AD482 - ch05s09

Bookmark this page

Lab: Integrating Data Systems with Kafka Connect

In this lab, you will implement a small part of the business logic of a company called WaterLeak Inc. WaterLeak Inc. has a system for creating repair requests for any water leak incident. When a repair request is created, it is assigned to an available plumber and an incident record is created in the archive.

The system has three applications:

The Repair Request Service enables creating repair requests and saves them into its own PostgreSQL database. Each created record in the database triggers an outbox event that a Debezium Kafka Connect connector captures and sends to a Kafka topic.
The Plumber Service is a service application that is responsible for plumber specific actions. When a repair request is created, an available plumber is selected, this triggers an event by marking the plumber as Assigned in the service's PostgreSQL database.
The Incidents Archive Service keeps records of all the incidents that the Repair Request Service creates. Provides an interface for searching incidents. Thus, uses Elasticsearch as a data store. A Kafka Connect connector receives the repair request data from a Kafka topic and indexes it in Elasticsearch.

Outcomes

You should be able to create a Kafka Connect cluster, create a Debezium connector that receives data from a PostgreSQL database and writes it to a Kafka cluster, and create a connector that consumes and saves the data to Elasticsearch. Also, you should be able to implement the Outbox pattern and CDC by using Debezium.

You will find the solution files for this exercise in the AD482-apps repository, within the connect-integration/solutions directory. Notice that you might need to replace some strings in the YAML and Java files.

To perform this exercise, ensure you have the following:

Access to a configured and running OpenShift cluster.
Access to an installed and running Kafka instance in the OpenShift cluster.
A configured Python virtual environment, including the grading scripts for this course.
The JDK installed.
The OpenShift CLI (oc).

From your workspace directory, activate the Python virtual environment.

[user@host AD482]$ source .venv/bin/activate

Important

On Windows, use the Activate.ps1 script to activate your Python virtual environment.

PS C:\Users\user\AD482> ./.venv/bin/Activate.ps1

Use the lab command to start the scenario for this exercise.

(.venv) [user@host AD482]$ lab start connect-integration

The lab command copies the exercise files, from the AD482-apps/connect-integration/apps directory, which is in your local Git repository, into the connect-integration directory, which is in your workspace.

Procedure 5.5. Instructions

In your workspace, move to the connect-integration directory. Create a Kafka Connect cluster that conforms to the following specifications:

Table 5.3. Cluster Specifications

Name	my-connect-cluster
Bootstrap servers	my-cluster-kafka-bootstrap:9092
Image	quay.io/redhattraining/ad482-ch05s09-connect-cluster:latest
Replica count	1

Add the following configurations to the Kafka Connect cluster specification:

Table 5.4. Cluster Configurations

key.converter	org.apache.kafka.connect.storage .StringConverter
value.converter	org.apache.kafka.connect.storage .StringConverter
config.storage.topic	my-connect-cluster-configs
offset.storage.topic	my-connect-cluster-offsets
status.storage.topic	my-connect-cluster-status
config.storage.replication.factor	1
offset.storage.replication.factor	1
status.storage.replication.factor	1

The Kafka Connect cluster should use connector resources for managing connectors, so set the strimzi.io/use-connector-resources annotation to true.
---
#### Exercises to complete:
[1] Decide whether each statement below agrees with the lab page. For each, answer yes or no and quote the deciding words. (a) The Incidents Archive Service uses Elasticsearch as a data store. (b) The Repair Request Service saves repair requests into a MySQL database. (c) On Windows, the Activate.ps1 script is used to activate the Python virtual environment.
[2] Pull out every line of the records that contains the word "bumper".

#### Data to use:
---
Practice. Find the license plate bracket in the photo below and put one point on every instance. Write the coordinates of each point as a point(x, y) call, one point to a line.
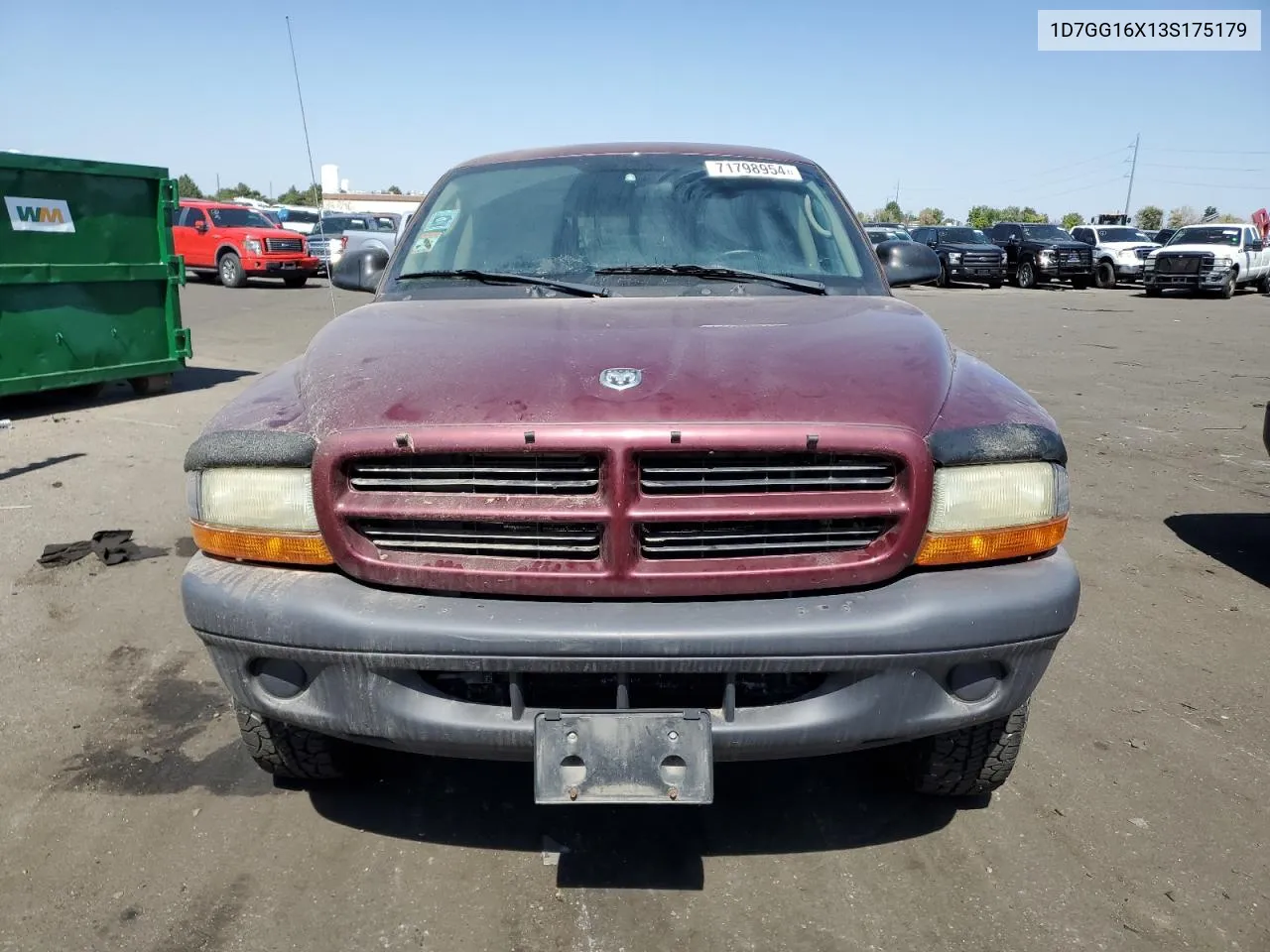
point(622, 757)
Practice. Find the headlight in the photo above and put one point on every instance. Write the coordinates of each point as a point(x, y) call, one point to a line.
point(255, 515)
point(1001, 511)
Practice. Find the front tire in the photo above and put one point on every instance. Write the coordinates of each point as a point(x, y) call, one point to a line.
point(1103, 275)
point(230, 270)
point(290, 752)
point(971, 761)
point(1026, 276)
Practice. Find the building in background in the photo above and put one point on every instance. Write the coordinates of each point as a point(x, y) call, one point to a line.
point(336, 197)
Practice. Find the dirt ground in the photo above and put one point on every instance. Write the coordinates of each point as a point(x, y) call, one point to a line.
point(130, 819)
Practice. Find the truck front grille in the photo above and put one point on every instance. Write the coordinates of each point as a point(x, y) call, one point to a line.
point(771, 537)
point(615, 511)
point(285, 244)
point(980, 259)
point(506, 539)
point(699, 474)
point(1178, 264)
point(525, 474)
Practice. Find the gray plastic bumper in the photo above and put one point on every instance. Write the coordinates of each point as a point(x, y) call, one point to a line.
point(892, 656)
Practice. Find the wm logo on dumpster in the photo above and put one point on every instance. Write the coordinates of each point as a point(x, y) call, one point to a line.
point(40, 214)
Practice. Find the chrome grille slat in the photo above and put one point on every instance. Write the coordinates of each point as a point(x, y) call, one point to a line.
point(517, 539)
point(731, 539)
point(475, 472)
point(284, 244)
point(699, 474)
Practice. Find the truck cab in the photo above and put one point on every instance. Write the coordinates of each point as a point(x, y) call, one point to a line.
point(1209, 258)
point(1119, 252)
point(1040, 253)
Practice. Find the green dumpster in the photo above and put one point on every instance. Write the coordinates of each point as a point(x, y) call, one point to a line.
point(89, 285)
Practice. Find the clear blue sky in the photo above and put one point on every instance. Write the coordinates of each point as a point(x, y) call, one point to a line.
point(951, 99)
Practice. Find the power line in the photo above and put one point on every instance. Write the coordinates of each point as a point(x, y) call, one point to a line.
point(1067, 166)
point(1210, 151)
point(1196, 168)
point(1080, 188)
point(1206, 184)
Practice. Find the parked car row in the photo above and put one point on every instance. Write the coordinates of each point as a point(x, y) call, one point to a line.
point(1216, 258)
point(232, 241)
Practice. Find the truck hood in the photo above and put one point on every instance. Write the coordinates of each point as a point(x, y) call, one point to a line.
point(1058, 245)
point(961, 248)
point(1215, 250)
point(703, 359)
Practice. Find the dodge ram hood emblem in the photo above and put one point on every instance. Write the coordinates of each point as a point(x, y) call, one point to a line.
point(621, 377)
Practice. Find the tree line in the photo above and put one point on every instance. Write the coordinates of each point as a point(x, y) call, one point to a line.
point(1148, 217)
point(308, 197)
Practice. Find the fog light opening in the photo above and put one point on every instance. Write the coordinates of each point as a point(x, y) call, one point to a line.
point(278, 676)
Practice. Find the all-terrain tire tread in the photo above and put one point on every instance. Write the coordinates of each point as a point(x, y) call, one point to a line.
point(971, 761)
point(286, 751)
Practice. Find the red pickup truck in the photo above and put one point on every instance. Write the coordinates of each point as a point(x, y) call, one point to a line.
point(631, 463)
point(235, 243)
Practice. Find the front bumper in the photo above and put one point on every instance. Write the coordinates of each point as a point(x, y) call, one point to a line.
point(974, 272)
point(1064, 272)
point(888, 660)
point(278, 267)
point(1205, 281)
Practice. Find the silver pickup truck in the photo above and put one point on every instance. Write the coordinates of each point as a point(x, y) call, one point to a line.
point(340, 232)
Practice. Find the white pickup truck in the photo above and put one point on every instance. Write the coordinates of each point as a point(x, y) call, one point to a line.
point(1218, 258)
point(1119, 252)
---
#### Answers below:
[1]
(a) Yes: "Thus, uses Elasticsearch as a data store."
(b) No: "saves them into its own PostgreSQL database"
(c) Yes: "On Windows, use the Activate.ps1 script to activate your Python virtual environment."

[2]
Practice. Find the gray plastic bumper in the photo above and put one point on every instance. Write the coordinates of each point as a point(x, y) call, one point to a line.
Practice. Find the front bumper in the photo above and put one point on every instance. Write the coordinates of each point as a point(x, y) call, one point to a line.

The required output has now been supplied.